**Passage shown:**
The Chambertins; 2000 was open and fruity and rich and smooth and deep and delicious. 1996 was closed and funky and tight and slightly volatile. At first. Over the period of several hours the 1996 opened up, smoothed out and blew past the 2000. Both wines were most interesting to taste. (Thanks to Joe Sag)

Note: The whole time I was thinking about Barbaresco and how that wine affects me. I have no idea why.

Sit On a Potato Pan, Otis *
Best wine experience I had this week: In San Antonio, at a tasting I was working. I had a whole slew of wonderful Italian wines. A young couple walks up to the booth, asks to taste a couple of my wines and borrow a pen to take notes. The woman was pretty and exotic, reminded me of someone from the mid 1970’s. Wrapped her little boy in a fabric around her body, slightly bohemian, very natural, a nice time trip for me. An engaged, unpretentious, comfortable-in-their-skins couple. They were interested in tasting wines I was interested in, a Muller-Thurgau and Traminer blend from Basilicata and a Rosato from Piedmont. Wines I liked, they listened, tasted and went back to the Cru Beaujolais and the Grand Cru Chablis tables. He also reminded me of someone.


Sore Was I Ere I Saw Eros *
I found out later they had a French inspired restaurant in town, very high level ( it had even been written up in the N.Y. Times and Gourmet). The cool thing was, I didn’t know who they were, they didn’t know me from Adam. And maybe because we have reached a certain level of expression in our trade, I felt a kindred-folk connection. It was like looking at myself 30 years ago. Thanks Andrew and Maureen, that was a needed moment. I must come and visit your cuisine.

**Exercises to complete:**
- A) Do the following statements agree with the wine-tasting notes? (i) At first, the 2000 Chambertin was the open, fruity wine. (ii) The 1996 stayed behind the 2000 for the whole tasting. (iii) The young couple returned to the Cru Beaujolais and Grand Cru Chablis tables. For each, answer yes or no and quote the words of the wine-tasting notes that decide it.
- B) Rewrite the wine-tasting notes from "The Chambertins; 2000" to "to Joe Sag)", putting "earthy" in place of "funky".
- C) Can you carry on the wine-tasting notes from where they stop?

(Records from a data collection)
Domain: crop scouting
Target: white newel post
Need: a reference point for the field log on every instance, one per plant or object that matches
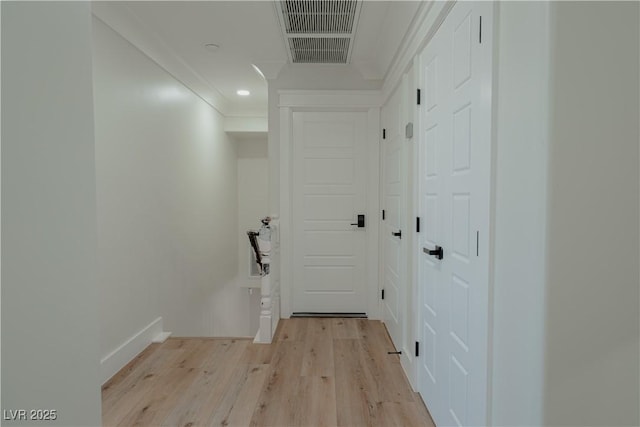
(265, 332)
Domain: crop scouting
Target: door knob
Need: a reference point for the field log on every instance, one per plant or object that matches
(360, 222)
(437, 252)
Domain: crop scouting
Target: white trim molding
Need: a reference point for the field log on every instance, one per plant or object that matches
(291, 101)
(128, 350)
(331, 99)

**Results:**
- A)
(i) Yes: "2000 was open and fruity and rich and smooth and deep and delicious."
(ii) No: "Over the period of several hours the 1996 opened up, smoothed out and blew past the 2000."
(iii) Yes: "went back to the Cru Beaujolais and the Grand Cru Chablis tables."

- B)
The Chambertins; 2000 was open and fruity and rich and smooth and deep and delicious. 1996 was closed and earthy and tight and slightly volatile. At first. Over the period of several hours the 1996 opened up, smoothed out and blew past the 2000. Both wines were most interesting to taste. (Thanks to Joe Sag)

- C)
Packed my bags....ready to go...

Vintage Images from PLAN59.COM

*Palindromes, just because I like them.

* * Thanks, Noam

Comments here:Italianwinetrail[at]yahoo[dot]com

Wednesday, April 18, 2007

The Tree Hugger

For the past few weeks I’ve been on a lot of planes. In a lot of places, New York, Verona, Alba, Frankfurt, Houston and San Antonio. Some great wine and food, wonderful encounters with interesting people. My global village. But tonight I will put my head on my pillow in my bed. Local sleep, slow sleep, sustainable sleep, yes.

In an airport waiting for a plane to catch up with me, I was scanning a piece by Thomas Friedman titled, “The Power of Green.” It got me to thinking about my little patch of green back home.

Which is where the Sardegnan tree hugger comes in. His nickname is Cecio. I call him Cucureddu, he calls me Capo Bastone. We’ve connected on a tribal level in the urban jungle. He runs an Italian kitchen in my town, very successful (though the wine list is overdo for a makeover). But he’s even much better in the garden outside than in the restaurant inside.

Tomatoes and artichokes, olive trees and herbs grow in a slice of earth here, a patch there. In one spot he has myrtle (mirto) plants growing so he can make his own infusions. Once he took me up to the attic where he was curing his own prosciutto.

In his 40’s now, usually with a Marlboro hanging from his lips, Cecio is in the old age of his youth. A ladies man, and one who raced onto the urban scene from his sleepy little seaside village in Sardegna, a town called Orosei.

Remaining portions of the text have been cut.